Dataset items:
*** Begin section ***

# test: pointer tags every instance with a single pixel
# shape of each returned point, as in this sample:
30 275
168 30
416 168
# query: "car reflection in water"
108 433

*** End section ***

*YOUR GOAL:*
Please output the complete data exactly.

*OUTPUT OF THE TASK:*
# test: pointer tags every instance with a single pixel
# shape of each returned point, as in this sample:
30 275
168 30
416 168
# query: "car reflection in water"
108 433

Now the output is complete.